◆ **EXERCISE DIRECTIONS**:
This exercise asks for the records to be retyped exactly as they read.

== PROVIDED DATA

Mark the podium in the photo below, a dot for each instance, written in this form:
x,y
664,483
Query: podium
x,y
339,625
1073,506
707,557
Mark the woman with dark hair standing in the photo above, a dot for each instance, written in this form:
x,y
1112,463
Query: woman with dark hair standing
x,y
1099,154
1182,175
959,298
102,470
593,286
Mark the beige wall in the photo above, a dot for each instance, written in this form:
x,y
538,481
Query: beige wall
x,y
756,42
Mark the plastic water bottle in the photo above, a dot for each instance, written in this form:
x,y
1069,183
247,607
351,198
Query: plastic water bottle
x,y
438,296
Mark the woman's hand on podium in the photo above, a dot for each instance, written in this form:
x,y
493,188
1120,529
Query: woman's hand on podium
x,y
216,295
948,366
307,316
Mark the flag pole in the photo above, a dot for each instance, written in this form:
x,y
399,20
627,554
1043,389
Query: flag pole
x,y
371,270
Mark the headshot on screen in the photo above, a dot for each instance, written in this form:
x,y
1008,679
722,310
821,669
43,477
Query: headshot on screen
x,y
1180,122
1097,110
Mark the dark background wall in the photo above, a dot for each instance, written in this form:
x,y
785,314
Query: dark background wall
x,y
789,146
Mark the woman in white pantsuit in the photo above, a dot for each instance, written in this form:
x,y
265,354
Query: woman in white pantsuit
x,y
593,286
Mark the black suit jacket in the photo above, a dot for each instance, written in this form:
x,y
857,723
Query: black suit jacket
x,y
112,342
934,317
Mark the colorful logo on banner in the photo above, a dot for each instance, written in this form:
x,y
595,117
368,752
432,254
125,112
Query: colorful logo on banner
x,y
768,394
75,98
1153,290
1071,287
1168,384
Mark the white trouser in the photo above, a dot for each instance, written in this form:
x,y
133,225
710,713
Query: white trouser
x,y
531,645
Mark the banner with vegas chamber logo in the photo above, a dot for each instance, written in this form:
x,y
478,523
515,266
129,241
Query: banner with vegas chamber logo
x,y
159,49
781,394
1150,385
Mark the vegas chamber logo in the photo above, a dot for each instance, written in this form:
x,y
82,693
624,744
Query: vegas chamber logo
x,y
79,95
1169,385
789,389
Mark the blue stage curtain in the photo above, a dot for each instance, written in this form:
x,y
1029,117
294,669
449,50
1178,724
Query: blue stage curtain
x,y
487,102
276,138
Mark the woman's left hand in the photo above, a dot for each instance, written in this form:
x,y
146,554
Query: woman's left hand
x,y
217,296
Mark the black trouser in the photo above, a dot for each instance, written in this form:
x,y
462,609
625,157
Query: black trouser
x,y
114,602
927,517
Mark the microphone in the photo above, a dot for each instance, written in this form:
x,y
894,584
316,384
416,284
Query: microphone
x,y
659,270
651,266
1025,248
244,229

====

◆ **EXERCISE RESULT**:
Mark the podium in the photo below, a dot for each instance, written in this form:
x,y
664,483
Query: podium
x,y
339,625
1073,506
707,557
Mark the woman with dark hair standing in the photo above, a dot for each instance, written in this form:
x,y
1112,463
Query: woman with dark hair standing
x,y
1099,154
1182,175
959,298
102,470
593,286
Mark the beige wall in the photo above, a dot for each instance, written in this form:
x,y
538,481
Query: beige wall
x,y
756,42
Mark the plastic water bottle in the photo above, a dot for each instance, written in this form:
x,y
1069,183
247,607
351,198
Query: plastic water bottle
x,y
438,296
Mark the woman's hand on podium in the photo above, a dot for each instance, written in this form:
x,y
493,188
1120,529
Query: woman's hand on podium
x,y
216,295
948,366
307,316
Mark the flag pole in the photo above, a dot for each instance, written in this form:
x,y
399,20
627,554
1043,389
Query: flag pole
x,y
371,270
Mark the headshot on screen in the photo above, a dot for each instance, written in this form:
x,y
1008,679
722,310
821,669
43,477
Query: headshot on screen
x,y
1180,122
1097,110
Mark the dark background wall in the photo above, a dot for each instance, written in this form:
x,y
785,314
Query: dark background wall
x,y
789,146
Mark the woman in white pantsuit in the photo above, a dot for each instance, written in this form:
x,y
265,354
Query: woman in white pantsuit
x,y
593,286
Mark the black suit jacket in the photo above, a dot for each instance, written in this form:
x,y
857,723
Query: black suit jacket
x,y
112,342
934,317
Mark the colorful logo on banner in the photo above, a dot for each instance, written in this form:
x,y
595,117
368,752
432,254
125,112
Query: colorful logo on banner
x,y
768,394
75,98
1153,290
1071,287
1168,384
Mark the white trouser in the photo above, a dot for each instance, written in this form:
x,y
133,225
710,713
Query: white trouser
x,y
531,645
Mark the banner with vegas chamber logo in the photo above, a dot for each instance, written in this form:
x,y
478,523
515,266
129,241
Query: banner with vegas chamber logo
x,y
159,49
781,394
1150,385
Mark the vegas chamber logo in the photo above, a dot for each instance, written in this form:
x,y
82,693
624,744
Query: vegas chamber logo
x,y
79,95
1169,385
789,389
Mark the blue stage curtain in the photo above, a dot for each instance, written in this form:
x,y
1029,117
294,669
449,50
1178,724
Query: blue stage curtain
x,y
487,102
276,138
Mark the woman's left hand in the photo above, a dot for each instance, written in this form:
x,y
146,554
Query: woman's left hand
x,y
217,296
Mark the black trouser in the photo above, a dot for each instance, written in this form:
x,y
462,609
625,157
Query: black trouser
x,y
114,602
927,517
Mark the microphone in the photo above, a dot for each instance, written in this form:
x,y
894,584
316,384
416,284
Query: microphone
x,y
659,270
651,266
1025,248
244,229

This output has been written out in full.